──────── INFORMATION GIVEN ────────

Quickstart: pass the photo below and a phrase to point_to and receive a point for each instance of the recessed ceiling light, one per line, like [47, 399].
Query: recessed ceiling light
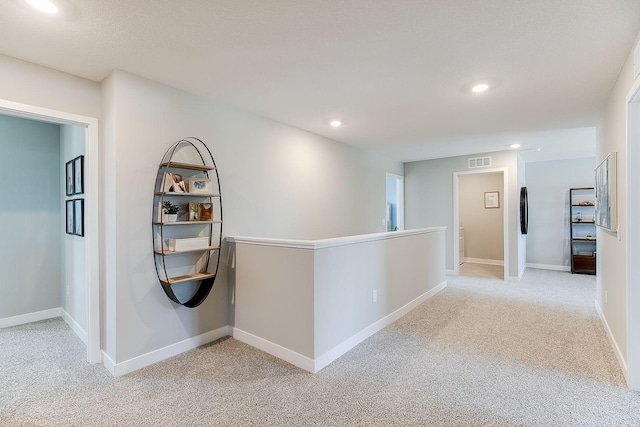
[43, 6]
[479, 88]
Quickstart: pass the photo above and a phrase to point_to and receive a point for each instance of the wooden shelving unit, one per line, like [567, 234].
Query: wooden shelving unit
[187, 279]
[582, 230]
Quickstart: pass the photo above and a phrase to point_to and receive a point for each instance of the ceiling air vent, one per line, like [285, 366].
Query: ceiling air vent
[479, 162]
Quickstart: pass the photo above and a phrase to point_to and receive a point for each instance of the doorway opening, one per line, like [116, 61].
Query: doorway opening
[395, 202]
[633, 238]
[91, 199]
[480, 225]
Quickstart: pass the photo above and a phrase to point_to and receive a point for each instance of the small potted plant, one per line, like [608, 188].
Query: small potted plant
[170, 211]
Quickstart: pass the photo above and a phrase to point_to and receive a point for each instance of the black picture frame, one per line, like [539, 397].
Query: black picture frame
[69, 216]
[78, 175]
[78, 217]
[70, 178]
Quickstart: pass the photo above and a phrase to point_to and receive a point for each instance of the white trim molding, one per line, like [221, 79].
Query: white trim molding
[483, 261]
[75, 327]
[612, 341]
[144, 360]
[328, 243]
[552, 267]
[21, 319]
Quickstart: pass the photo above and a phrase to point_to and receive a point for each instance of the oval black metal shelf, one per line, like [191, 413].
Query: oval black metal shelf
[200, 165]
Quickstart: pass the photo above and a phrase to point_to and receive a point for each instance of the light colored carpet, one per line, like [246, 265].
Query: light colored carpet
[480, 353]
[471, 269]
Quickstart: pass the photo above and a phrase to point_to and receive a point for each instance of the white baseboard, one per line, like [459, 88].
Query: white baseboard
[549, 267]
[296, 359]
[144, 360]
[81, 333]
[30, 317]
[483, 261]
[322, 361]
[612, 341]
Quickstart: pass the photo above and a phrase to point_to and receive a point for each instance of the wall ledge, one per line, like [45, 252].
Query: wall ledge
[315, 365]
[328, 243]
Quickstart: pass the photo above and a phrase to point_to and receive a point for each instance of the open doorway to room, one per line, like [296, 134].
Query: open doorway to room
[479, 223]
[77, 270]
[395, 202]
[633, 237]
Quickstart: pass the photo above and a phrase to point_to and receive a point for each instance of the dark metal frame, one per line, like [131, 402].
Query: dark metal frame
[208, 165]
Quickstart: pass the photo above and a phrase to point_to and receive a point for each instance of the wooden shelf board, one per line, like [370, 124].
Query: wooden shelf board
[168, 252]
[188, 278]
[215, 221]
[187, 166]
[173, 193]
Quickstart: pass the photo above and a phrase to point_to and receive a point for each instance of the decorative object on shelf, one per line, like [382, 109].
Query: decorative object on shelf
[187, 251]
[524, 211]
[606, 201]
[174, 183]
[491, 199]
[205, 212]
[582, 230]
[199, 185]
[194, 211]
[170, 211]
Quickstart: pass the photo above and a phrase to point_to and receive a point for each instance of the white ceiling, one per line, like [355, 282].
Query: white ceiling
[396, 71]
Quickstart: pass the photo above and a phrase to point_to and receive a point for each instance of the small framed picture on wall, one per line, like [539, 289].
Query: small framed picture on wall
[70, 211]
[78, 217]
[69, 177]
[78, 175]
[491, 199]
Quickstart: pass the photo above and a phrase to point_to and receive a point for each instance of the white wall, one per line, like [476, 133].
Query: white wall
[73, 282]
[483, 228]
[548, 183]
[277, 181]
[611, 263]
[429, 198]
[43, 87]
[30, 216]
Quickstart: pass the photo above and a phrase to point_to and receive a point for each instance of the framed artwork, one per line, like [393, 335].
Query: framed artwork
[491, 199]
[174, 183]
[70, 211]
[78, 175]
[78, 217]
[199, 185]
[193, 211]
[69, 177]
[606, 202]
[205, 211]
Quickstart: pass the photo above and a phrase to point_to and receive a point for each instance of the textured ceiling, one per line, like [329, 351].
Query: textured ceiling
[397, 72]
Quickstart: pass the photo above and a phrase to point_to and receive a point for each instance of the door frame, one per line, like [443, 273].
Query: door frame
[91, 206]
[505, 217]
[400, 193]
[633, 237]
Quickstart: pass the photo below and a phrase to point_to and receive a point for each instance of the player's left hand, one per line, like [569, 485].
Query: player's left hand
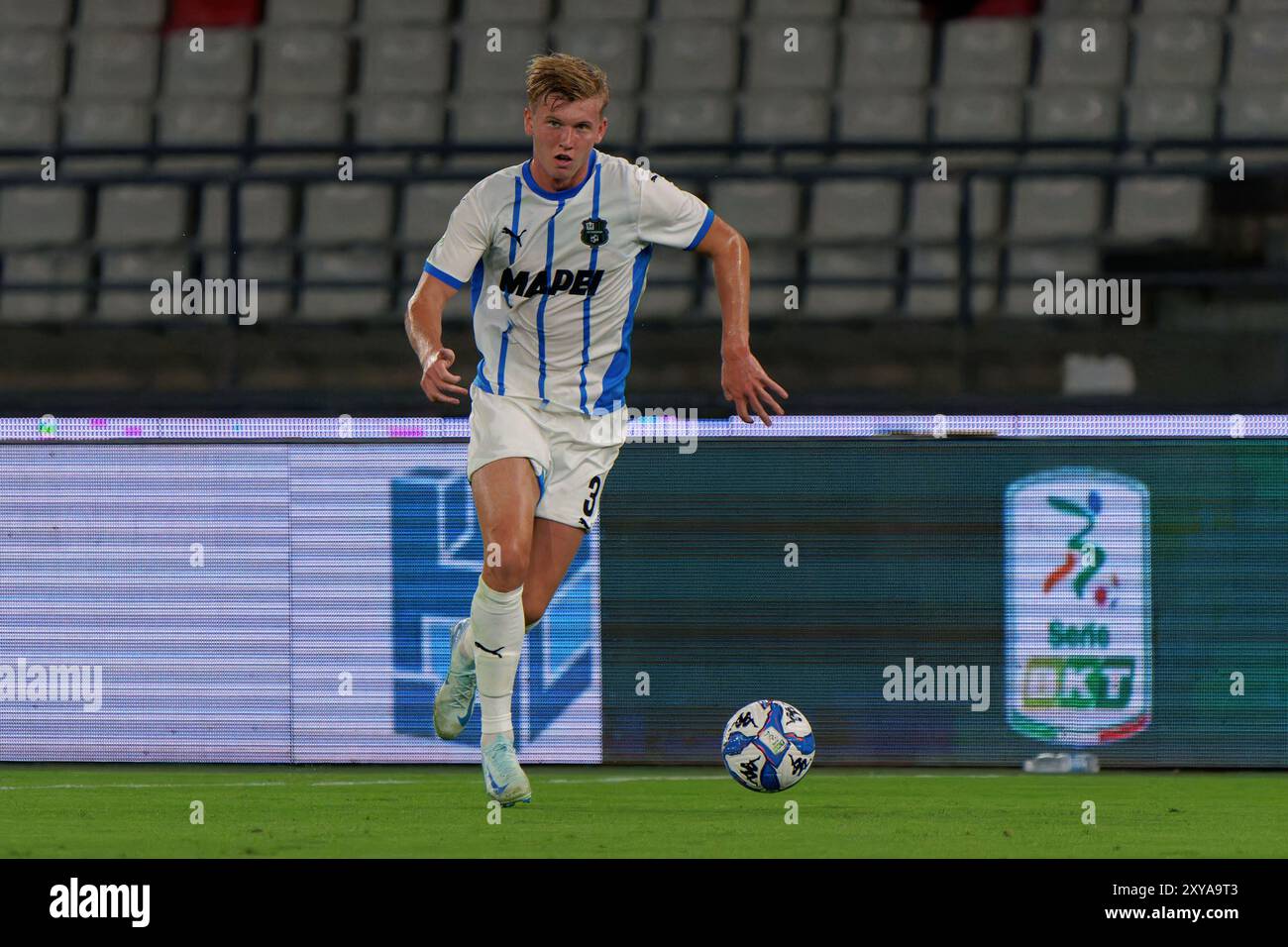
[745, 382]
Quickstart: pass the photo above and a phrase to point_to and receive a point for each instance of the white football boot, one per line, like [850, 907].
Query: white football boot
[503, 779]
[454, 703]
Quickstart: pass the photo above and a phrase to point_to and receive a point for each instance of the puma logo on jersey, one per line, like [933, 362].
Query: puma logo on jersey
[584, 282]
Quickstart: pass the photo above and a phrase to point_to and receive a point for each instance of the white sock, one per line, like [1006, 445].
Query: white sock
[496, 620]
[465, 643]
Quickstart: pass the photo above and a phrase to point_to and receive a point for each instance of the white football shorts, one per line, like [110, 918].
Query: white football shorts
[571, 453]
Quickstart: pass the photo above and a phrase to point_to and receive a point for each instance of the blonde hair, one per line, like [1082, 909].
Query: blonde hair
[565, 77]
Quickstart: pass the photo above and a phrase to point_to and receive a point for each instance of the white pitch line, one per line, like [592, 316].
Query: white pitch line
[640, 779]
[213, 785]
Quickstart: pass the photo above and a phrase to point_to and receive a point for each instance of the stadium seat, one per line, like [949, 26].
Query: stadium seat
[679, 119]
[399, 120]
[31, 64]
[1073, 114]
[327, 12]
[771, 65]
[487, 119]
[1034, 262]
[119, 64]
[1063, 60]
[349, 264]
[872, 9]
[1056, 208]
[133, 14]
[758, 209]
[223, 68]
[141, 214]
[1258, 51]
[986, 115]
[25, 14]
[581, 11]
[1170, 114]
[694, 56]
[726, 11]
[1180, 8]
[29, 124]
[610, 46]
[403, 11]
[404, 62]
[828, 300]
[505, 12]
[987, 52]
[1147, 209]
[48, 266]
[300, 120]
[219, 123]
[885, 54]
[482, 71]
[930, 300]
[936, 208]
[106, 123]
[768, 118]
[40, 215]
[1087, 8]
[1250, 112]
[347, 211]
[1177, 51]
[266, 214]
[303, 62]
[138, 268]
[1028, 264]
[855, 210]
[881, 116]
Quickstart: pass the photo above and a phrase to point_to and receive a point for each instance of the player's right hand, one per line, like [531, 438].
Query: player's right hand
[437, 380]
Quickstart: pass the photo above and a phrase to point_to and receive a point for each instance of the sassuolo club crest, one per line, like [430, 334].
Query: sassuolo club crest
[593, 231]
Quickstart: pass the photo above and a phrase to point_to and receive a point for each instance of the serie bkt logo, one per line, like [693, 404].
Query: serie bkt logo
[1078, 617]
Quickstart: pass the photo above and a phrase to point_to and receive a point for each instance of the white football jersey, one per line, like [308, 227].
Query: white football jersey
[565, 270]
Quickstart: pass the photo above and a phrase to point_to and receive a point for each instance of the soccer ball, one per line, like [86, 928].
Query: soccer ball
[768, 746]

────────

[TO BE DONE]: Reproduce all of the records above with every occurrence of "Quickstart" replaced by "Instruction", leaving everything else unchanged. Omit the pictures from your answer.

[ANSWER TO THE PROBLEM]:
Instruction: pass the photo below and a phrase to point_to and receive a point for each instance of the recessed ceiling light, one per line, like [47, 399].
Query: recessed ceiling light
[43, 6]
[479, 88]
Instruction: pass the photo above and a phrase to point_to and receive a point for each instance of the wooden shelving unit, one per line, like [567, 234].
Query: wooden shelving unit
[187, 279]
[582, 230]
Instruction: pass the photo above and a phrase to point_to and receive a point for each instance of the ceiling air vent, one per line, like [285, 366].
Query: ceiling air vent
[479, 162]
Instruction: pass the photo above and a phrase to point_to and receive a point for each instance of the doorway opening, one per line, like [116, 61].
Query: doorway opening
[395, 202]
[633, 238]
[91, 199]
[480, 225]
Instruction: pass the photo above and a phrase to point_to and receive a point for each instance of the small potted plant, one per line, like [608, 188].
Query: small potted plant
[170, 211]
Instruction: pass the photo above and a phrase to point_to and receive a point for each instance of the black picture frame, one per line, like [539, 397].
Query: black picture frame
[69, 216]
[78, 175]
[78, 217]
[70, 178]
Instruction: pass the photo above and a phrase to point_to and receive a point for each instance of the white trim molding, one per line, like [221, 79].
Query: white trim molding
[483, 261]
[75, 327]
[612, 341]
[144, 360]
[328, 243]
[552, 267]
[21, 319]
Instruction: pass the photo above and a phrase to point_to and receive a point for each instance of the oval black metal shelf, one per line, like [191, 413].
Query: oval black metal shelf
[200, 165]
Instruction: pass the photo above and a phrase to point_to and receive a point for each instance of the light colored carpet, one per line, like [246, 265].
Query: light colored carpet
[480, 353]
[471, 269]
Instruction: pass the photo above and a phrase to point_to and receive a point for each instance of the white baseboard, one per line, like [459, 88].
Query: white baseboard
[549, 267]
[296, 359]
[144, 360]
[81, 333]
[30, 317]
[483, 261]
[322, 361]
[612, 341]
Instruction: pass the photo above and a phrase to point_to and receive a point for each instance of the wall ledge, one per line, like [45, 252].
Query: wall ledge
[315, 365]
[328, 243]
Instruction: pass the photo above and a phrase to point_to and receive a point for each instance of the open doorway to room, one per line, like [296, 134].
Query: open doorway to room
[479, 223]
[77, 270]
[395, 202]
[633, 237]
Instruction: pass the photo above and a phrase to point_to and receive a point for each instance of the dark metal frame, one per line, like [131, 402].
Query: dark metal frame
[208, 165]
Instruction: pass the photo above and a phrase to point_to and receive a point for each instance of the wooden shelf board, one per line, like [370, 124].
Query: wooden shelf board
[168, 252]
[188, 278]
[215, 221]
[187, 166]
[173, 193]
Instruction: pass the photo above and a phrase to point_to and receive a point for each instance of the decorative object on shelf, one per line, like [382, 109].
Query: decorative object on shelf
[187, 251]
[524, 211]
[606, 201]
[174, 183]
[491, 199]
[205, 212]
[582, 230]
[199, 185]
[194, 211]
[170, 211]
Instruction: pass the photo above and a phrase to point_to and receive a point for each instance of the white ceiling, one per line, like [355, 282].
Query: white ceiling
[396, 71]
Instruction: pass the photo above and a phrase to point_to and receive a point for each instance of the small framed picture on wall, one per line, like [539, 289].
Query: small framed picture on wall
[70, 211]
[78, 217]
[69, 177]
[78, 175]
[491, 199]
Instruction: pass the photo above and a phrase to point_to and receive a point for each instance of the white wall, one per line, like [476, 133].
Query: white wall
[73, 282]
[483, 228]
[548, 183]
[277, 181]
[611, 263]
[429, 198]
[43, 87]
[30, 216]
Instruction: pass the photo above and a phrase to point_to and receive a point for each instance of the framed artwork, one per line, like [393, 335].
Query: framed artwork
[491, 199]
[174, 183]
[70, 211]
[78, 175]
[78, 217]
[199, 185]
[193, 211]
[69, 177]
[606, 202]
[205, 211]
Instruction: pass the photo above and a phrase to point_to and receive a point for each instance of the textured ceiling, one per line, like [329, 351].
Query: textured ceiling
[397, 72]
Instruction: pass the photo above and a phrase to point_to and receive a point for each instance of the door frame, one per line, like [443, 273].
Query: door frame
[91, 206]
[505, 217]
[400, 193]
[633, 237]
Instruction: pass the photo below and a phrase to point_to and receive a point for each instance of the player's left hand, one per line, like [569, 485].
Query: player's left hand
[745, 382]
Instruction: pass the photo above and a phrase to point_to and receive a point for each instance of the white football boot, one per line, like [850, 907].
Query: white football boot
[503, 779]
[454, 703]
Instruction: pass the photo above and a phrase to point_to and receive a point for each instance of the puma logo on jersey, one per line, like [933, 362].
Query: puma logo on jersey
[584, 282]
Instruction: pass the photo above and a phrase to point_to and receive a point for each instance of the white sock, one per line, like [1006, 445].
Query: white sock
[496, 620]
[465, 643]
Instruction: pass the photo above and a phrase to point_to and receive a point for each instance of the white football shorts, one per line, like [110, 918].
Query: white football shorts
[571, 453]
Instruction: pass the photo above and a phrase to point_to and receive a point for each instance of the blonde hair, one per line, like [1082, 909].
Query: blonde hair
[565, 77]
Instruction: pass the photo above and a phrase to point_to and receive a point for each instance of the white pitch line, one per line, like [592, 316].
Query: white pitch line
[640, 779]
[213, 785]
Instruction: pass the photo above and a phrase to point_to and receive a point for each instance of the stadium seat, one per line, like [949, 26].
Query: stadium seat
[679, 119]
[399, 120]
[31, 64]
[1073, 114]
[327, 12]
[771, 65]
[487, 119]
[1034, 262]
[119, 64]
[1063, 60]
[349, 264]
[872, 9]
[1056, 208]
[133, 14]
[758, 209]
[223, 68]
[141, 214]
[1258, 51]
[986, 115]
[25, 14]
[581, 11]
[1170, 114]
[694, 56]
[726, 11]
[1180, 8]
[29, 124]
[610, 46]
[403, 11]
[404, 62]
[828, 300]
[505, 12]
[987, 52]
[1147, 209]
[48, 266]
[300, 120]
[219, 123]
[885, 54]
[482, 71]
[930, 300]
[936, 208]
[106, 123]
[768, 118]
[40, 215]
[1087, 8]
[1250, 112]
[347, 211]
[1177, 51]
[266, 214]
[303, 62]
[138, 268]
[1028, 264]
[855, 210]
[881, 116]
Instruction: pass the photo above and a phrase to point_to and receive a point for each instance of the player's right hand, one per line, like [531, 438].
Query: player's right hand
[437, 380]
Instruction: pass the photo above and a phrase to point_to and receive a point for each instance of the sassuolo club crest, one per line, like [430, 334].
Query: sassuolo club crest
[593, 231]
Instruction: pass the photo above and a phrase to point_to and receive a point for each instance of the serie bkt logo, one per line, like [693, 404].
Query: serie bkt logo
[1078, 617]
Instruction: pass the photo above and a phrase to point_to and receive a point for each instance of the white football jersey, one per line, like [308, 227].
Query: white football jersey
[565, 270]
Instruction: pass the photo above and a phrase to point_to and receive a point for each instance of the soccer ball, one per line, like [86, 928].
Query: soccer ball
[768, 746]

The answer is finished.